--- Dataset entries ---

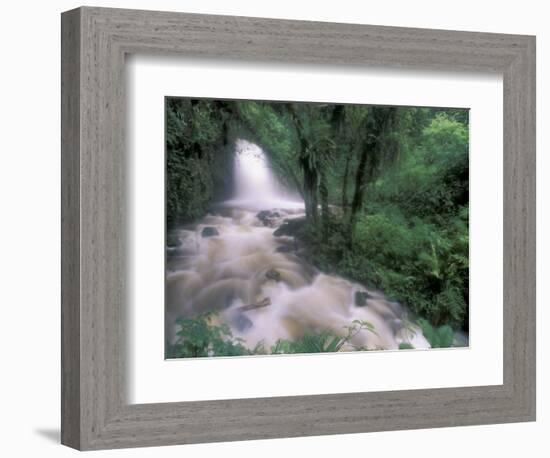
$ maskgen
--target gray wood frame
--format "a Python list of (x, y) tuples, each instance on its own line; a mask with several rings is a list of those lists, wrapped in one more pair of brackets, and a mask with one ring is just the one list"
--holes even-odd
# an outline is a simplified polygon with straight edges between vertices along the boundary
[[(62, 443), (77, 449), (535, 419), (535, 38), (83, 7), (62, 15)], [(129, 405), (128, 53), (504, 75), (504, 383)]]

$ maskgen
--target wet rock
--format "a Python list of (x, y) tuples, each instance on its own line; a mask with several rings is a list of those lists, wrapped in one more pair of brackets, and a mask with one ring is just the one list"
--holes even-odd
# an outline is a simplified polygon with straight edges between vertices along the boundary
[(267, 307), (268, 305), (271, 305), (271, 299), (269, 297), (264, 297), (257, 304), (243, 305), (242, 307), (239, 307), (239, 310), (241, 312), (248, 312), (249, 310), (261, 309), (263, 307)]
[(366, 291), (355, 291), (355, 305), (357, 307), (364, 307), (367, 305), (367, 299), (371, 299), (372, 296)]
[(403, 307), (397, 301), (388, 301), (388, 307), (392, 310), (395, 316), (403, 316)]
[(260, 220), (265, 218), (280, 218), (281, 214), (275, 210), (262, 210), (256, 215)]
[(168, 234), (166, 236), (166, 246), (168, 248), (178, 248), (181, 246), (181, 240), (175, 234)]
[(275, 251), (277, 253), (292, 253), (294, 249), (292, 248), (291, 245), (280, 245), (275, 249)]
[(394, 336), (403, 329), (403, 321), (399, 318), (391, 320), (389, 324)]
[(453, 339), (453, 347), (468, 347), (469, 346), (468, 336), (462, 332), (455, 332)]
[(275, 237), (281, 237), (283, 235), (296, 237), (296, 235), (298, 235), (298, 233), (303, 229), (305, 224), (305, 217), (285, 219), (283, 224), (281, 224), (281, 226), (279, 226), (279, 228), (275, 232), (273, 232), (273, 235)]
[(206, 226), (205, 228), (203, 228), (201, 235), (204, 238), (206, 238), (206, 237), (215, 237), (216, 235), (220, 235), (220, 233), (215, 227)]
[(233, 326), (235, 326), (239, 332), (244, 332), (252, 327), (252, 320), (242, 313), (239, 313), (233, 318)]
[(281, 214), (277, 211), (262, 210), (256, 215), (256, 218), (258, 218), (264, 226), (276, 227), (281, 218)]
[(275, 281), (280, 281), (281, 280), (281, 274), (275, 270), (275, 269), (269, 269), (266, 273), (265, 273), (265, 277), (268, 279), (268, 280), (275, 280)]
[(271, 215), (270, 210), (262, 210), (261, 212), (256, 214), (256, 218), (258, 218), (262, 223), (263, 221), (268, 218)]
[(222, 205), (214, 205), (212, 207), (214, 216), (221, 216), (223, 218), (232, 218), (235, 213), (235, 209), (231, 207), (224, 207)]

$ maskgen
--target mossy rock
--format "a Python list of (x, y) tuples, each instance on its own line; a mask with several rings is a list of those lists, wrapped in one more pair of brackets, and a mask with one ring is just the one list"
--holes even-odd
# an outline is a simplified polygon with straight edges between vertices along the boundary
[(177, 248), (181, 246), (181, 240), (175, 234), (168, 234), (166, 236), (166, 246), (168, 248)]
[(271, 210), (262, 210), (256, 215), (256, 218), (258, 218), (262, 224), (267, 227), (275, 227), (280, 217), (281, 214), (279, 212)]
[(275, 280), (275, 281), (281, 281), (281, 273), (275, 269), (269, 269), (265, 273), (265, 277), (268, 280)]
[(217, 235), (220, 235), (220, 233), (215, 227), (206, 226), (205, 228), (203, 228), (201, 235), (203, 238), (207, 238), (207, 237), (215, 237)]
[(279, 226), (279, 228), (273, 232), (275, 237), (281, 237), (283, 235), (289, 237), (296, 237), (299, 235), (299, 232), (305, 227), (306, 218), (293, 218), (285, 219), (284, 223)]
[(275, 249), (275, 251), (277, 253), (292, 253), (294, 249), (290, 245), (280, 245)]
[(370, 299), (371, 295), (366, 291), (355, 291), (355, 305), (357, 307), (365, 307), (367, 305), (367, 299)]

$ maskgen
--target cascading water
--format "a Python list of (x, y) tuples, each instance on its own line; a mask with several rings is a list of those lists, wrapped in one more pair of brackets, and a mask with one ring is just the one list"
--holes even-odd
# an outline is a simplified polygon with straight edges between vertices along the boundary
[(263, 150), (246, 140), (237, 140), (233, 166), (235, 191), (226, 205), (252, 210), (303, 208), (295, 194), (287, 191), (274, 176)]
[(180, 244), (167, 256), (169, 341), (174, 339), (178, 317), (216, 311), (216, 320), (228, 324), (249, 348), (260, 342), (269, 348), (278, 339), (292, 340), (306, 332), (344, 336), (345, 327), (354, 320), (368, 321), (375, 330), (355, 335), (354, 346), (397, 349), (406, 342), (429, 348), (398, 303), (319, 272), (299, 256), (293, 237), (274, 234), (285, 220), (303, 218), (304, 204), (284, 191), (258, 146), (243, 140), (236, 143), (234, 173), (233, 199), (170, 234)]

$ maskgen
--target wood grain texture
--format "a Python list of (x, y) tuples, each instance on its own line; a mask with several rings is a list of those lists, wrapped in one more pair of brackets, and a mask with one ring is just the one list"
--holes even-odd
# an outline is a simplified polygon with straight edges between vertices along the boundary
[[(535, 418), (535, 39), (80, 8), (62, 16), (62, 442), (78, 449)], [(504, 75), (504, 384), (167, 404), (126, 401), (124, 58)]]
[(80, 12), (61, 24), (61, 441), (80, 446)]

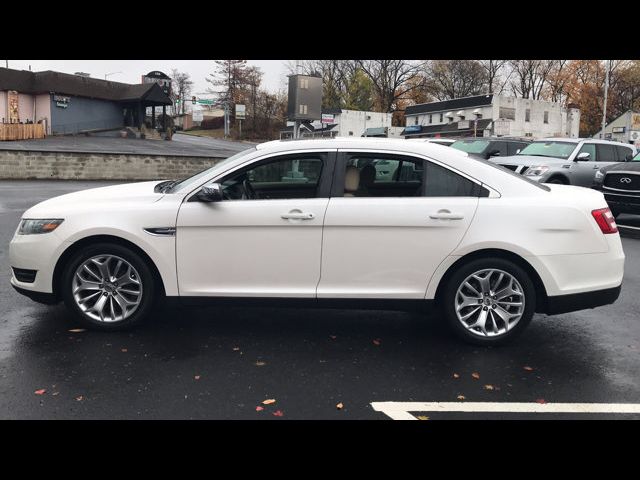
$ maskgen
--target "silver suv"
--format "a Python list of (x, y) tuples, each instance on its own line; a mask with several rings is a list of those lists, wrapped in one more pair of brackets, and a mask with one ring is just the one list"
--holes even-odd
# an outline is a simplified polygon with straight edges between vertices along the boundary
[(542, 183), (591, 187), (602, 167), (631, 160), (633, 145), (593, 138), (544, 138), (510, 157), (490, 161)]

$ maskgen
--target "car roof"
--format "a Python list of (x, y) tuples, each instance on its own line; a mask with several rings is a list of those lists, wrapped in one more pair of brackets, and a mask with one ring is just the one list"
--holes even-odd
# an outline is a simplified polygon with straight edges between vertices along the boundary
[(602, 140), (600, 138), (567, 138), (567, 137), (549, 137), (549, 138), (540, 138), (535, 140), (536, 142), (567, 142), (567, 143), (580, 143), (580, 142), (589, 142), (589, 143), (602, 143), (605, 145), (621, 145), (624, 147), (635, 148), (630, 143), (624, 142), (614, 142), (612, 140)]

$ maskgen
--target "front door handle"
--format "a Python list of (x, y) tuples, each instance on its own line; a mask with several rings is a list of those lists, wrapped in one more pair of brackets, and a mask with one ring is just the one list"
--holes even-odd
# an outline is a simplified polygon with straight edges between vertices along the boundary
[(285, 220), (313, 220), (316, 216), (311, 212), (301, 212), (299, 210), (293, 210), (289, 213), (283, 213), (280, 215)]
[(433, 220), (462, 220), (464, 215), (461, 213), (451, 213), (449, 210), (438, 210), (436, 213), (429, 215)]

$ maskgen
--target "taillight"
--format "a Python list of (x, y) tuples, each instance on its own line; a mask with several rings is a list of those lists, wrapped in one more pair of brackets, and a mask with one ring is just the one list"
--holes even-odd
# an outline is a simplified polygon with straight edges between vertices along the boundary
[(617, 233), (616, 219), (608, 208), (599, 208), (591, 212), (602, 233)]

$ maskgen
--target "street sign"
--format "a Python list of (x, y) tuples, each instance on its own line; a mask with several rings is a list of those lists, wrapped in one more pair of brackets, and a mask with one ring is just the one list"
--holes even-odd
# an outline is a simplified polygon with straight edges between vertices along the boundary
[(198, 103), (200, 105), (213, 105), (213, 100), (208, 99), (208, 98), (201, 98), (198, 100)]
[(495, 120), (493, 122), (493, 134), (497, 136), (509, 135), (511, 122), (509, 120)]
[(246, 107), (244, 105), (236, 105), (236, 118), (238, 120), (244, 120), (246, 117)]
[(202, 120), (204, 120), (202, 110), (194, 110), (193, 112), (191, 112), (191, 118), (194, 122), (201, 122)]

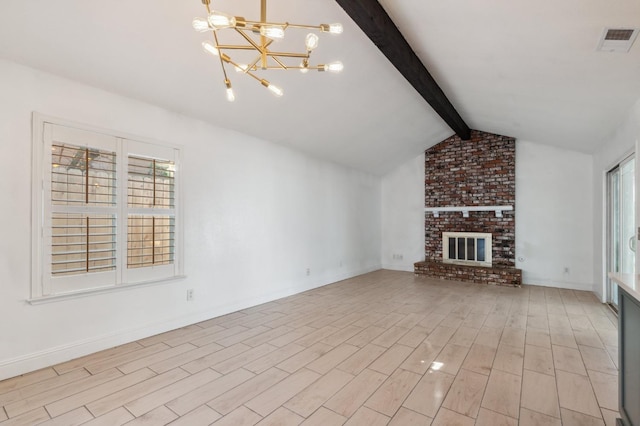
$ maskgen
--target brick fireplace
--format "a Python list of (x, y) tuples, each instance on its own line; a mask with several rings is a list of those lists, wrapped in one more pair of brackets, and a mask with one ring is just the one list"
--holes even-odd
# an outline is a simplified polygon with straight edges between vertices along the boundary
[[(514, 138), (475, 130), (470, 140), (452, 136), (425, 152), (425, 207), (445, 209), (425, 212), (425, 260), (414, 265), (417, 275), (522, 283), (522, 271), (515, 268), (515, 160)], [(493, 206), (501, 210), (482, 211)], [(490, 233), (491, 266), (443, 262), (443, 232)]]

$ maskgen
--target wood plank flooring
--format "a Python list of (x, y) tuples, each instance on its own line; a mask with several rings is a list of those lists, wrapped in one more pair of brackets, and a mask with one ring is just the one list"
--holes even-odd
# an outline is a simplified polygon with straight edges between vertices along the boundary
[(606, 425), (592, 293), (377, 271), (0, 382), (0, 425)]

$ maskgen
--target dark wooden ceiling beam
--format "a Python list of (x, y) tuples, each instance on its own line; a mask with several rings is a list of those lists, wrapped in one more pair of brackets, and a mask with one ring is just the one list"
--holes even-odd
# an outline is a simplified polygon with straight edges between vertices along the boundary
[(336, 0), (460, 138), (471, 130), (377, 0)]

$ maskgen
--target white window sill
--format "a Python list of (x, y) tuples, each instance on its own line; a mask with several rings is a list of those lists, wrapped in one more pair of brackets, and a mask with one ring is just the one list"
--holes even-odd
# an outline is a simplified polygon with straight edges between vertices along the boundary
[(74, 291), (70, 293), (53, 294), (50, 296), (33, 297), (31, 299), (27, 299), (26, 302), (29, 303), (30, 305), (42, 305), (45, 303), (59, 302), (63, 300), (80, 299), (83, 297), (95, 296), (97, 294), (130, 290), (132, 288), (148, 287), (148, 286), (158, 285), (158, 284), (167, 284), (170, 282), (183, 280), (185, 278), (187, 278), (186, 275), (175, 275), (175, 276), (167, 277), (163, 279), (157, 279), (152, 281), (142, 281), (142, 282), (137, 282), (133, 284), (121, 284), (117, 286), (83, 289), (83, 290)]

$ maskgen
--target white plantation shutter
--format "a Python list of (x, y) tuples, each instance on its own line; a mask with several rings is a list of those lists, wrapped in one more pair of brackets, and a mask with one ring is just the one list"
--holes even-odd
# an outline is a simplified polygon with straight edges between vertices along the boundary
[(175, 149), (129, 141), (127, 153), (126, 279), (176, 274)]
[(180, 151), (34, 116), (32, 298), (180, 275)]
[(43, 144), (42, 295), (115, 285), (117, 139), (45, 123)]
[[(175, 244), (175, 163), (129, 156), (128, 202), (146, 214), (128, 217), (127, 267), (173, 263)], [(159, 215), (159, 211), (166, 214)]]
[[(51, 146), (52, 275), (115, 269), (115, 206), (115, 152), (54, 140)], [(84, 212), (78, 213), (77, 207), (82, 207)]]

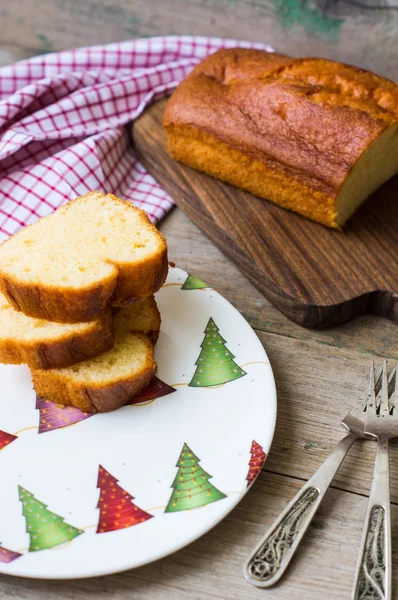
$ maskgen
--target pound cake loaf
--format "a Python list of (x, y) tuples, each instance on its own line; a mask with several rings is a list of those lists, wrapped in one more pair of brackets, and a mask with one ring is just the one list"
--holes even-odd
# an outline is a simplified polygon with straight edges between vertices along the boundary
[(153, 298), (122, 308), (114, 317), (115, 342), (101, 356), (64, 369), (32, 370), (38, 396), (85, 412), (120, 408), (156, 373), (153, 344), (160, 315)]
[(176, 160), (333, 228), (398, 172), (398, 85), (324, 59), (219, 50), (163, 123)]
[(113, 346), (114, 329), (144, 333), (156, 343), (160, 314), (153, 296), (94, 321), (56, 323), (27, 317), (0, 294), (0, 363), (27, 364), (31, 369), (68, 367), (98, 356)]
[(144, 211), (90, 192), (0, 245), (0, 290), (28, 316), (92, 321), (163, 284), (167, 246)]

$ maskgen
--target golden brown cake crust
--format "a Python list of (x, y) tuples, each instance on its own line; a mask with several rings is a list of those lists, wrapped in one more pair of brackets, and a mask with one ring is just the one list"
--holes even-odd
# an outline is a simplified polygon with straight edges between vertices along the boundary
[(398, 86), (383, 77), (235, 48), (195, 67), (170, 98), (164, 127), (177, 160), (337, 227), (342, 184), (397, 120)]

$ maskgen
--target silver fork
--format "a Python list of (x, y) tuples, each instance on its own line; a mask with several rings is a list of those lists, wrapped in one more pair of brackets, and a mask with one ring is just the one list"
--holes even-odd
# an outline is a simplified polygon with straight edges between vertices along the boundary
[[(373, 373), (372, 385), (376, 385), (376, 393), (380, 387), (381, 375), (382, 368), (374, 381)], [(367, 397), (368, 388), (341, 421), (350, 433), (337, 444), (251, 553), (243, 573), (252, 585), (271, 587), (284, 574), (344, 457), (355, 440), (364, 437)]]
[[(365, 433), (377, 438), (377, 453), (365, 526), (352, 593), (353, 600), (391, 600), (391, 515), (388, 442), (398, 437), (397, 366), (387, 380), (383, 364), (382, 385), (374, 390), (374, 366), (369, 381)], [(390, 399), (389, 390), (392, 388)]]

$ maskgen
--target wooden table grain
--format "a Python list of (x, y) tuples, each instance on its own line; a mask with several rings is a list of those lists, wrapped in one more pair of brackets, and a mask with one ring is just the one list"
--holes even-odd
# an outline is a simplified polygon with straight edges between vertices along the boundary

---

### Exercise description
Copy out nothing but the lines from the beginning of the records through the one that contains "--target wet rock". Skip the pictures.

### Reply
$ maskgen
--target gray wood frame
--format "a Python list of (x, y) tuples, each instance on its own line; a mask with several rings is a list of those lists, wrapped in one more pair of brackets, and a mask with one ring is just the one list"
--holes even-odd
# an outline is a simplified polygon with straight edges between vertices along the boundary
[[(62, 443), (77, 449), (535, 419), (535, 38), (83, 7), (62, 15)], [(129, 405), (128, 53), (504, 75), (504, 383)]]

$ maskgen
--target wet rock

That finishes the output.